>> start

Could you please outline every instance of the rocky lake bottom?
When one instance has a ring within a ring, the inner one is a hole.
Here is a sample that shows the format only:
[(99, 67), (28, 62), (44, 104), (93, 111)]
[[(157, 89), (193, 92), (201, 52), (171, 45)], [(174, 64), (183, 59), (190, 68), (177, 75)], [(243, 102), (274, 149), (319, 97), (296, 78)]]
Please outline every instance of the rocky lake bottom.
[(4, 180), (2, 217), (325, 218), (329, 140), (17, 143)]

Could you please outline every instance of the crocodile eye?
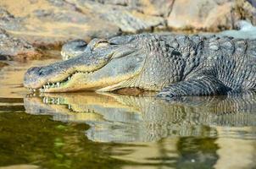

>> end

• Task statement: Please pick out each line above that contains the string "instance" and copy those lines in full. Case counts.

• Task result:
Could you please outline every instance of the rocky lake bottom?
When one instance has a ring within a ring, the inner one is a hole.
Please outline every instance of the rocky lake bottom.
Could you please outline every instance of the crocodile eye?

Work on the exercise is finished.